To do:
Please scale the items below by rewriting every line of each one, wording included, with each point coordinate multiplied by 1.15 and rounded to the nearest whole number, halves rounded up.
-- begin Input data --
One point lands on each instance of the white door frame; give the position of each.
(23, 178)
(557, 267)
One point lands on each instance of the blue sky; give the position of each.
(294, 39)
-- end Input data --
Full answer:
One point lands on each instance of the white door frame; give the position of each.
(26, 205)
(641, 307)
One point lands on each instance of the blue sky; give the position of each.
(338, 45)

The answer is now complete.